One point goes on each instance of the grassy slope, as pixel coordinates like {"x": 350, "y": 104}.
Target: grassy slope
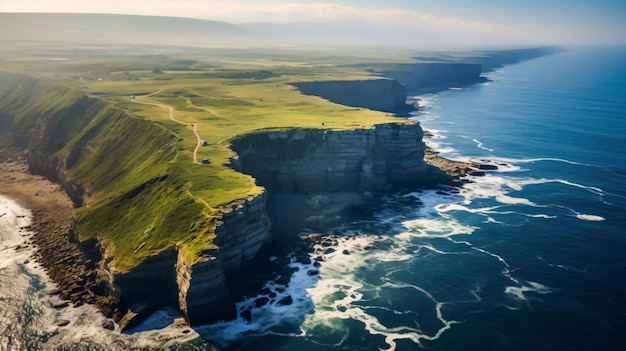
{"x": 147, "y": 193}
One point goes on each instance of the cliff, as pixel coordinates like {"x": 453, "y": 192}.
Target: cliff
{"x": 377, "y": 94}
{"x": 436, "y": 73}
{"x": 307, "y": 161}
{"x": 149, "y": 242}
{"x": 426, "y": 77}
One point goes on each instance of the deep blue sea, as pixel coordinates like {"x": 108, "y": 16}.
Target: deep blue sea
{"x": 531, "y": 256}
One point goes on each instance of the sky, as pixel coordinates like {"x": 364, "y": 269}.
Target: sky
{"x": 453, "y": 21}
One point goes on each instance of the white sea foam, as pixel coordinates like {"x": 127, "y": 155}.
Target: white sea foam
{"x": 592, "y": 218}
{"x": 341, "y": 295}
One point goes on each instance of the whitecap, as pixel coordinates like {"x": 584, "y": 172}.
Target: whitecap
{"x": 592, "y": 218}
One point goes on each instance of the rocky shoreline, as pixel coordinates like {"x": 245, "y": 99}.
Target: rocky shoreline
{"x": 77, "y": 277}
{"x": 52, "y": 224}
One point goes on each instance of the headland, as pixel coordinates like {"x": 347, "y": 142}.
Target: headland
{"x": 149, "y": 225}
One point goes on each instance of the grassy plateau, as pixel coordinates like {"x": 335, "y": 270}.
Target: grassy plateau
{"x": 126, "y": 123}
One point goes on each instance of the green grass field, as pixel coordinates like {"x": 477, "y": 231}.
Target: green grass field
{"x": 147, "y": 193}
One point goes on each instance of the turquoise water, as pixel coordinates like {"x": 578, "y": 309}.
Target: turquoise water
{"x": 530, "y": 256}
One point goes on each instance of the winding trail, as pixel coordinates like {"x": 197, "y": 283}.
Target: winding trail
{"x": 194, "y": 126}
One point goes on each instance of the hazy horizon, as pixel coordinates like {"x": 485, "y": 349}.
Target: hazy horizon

^^^^^^^^

• **To do**
Copy every record character for character. Skip the pictures.

• **Task solution**
One point goes on each instance of the grassy slope, as pixel coordinates like {"x": 350, "y": 104}.
Target: grassy slope
{"x": 147, "y": 193}
One point goes on each instance of the cliff, as pixel coordinates like {"x": 453, "y": 192}.
Target: cliff
{"x": 377, "y": 94}
{"x": 436, "y": 73}
{"x": 307, "y": 161}
{"x": 149, "y": 242}
{"x": 426, "y": 77}
One point goes on each instance of the deep blue sea, as pixel coordinates like {"x": 108, "y": 16}.
Target: deep blue sea
{"x": 531, "y": 256}
One point goes on each instance of the sky, as pixel coordinates like {"x": 364, "y": 269}.
Target: sky
{"x": 453, "y": 21}
One point goes on each instance of the white sea foam, as pixel coordinates like {"x": 127, "y": 155}.
Target: white sea foam
{"x": 592, "y": 218}
{"x": 341, "y": 295}
One point goes on each instance of the whitecap, as pixel coordinates like {"x": 584, "y": 172}.
Target: whitecap
{"x": 592, "y": 218}
One point goes on each instance of the rocky shoreline, as pixel coordinates like {"x": 245, "y": 99}.
Target: rocky shoreline
{"x": 77, "y": 277}
{"x": 52, "y": 224}
One point goes on each instance of the headland, as pixel coordinates like {"x": 347, "y": 142}.
Target: headland
{"x": 149, "y": 225}
One point goes on each instance of the grassy plateau, as pixel coordinates like {"x": 335, "y": 270}.
Target: grassy plateau
{"x": 126, "y": 123}
One point goes on each instance of the green grass field, as pixel coordinates like {"x": 477, "y": 231}.
Target: green grass field
{"x": 147, "y": 193}
One point goes on each instance of the turquoise water, as pixel coordinates like {"x": 578, "y": 309}.
Target: turquoise water
{"x": 530, "y": 256}
One point goes on each instance of the winding trail, as pixel coordinates like {"x": 197, "y": 283}.
Target: winding trail
{"x": 194, "y": 126}
One point goes on each instance of the hazy horizon, as pixel coordinates like {"x": 485, "y": 349}.
Target: hazy horizon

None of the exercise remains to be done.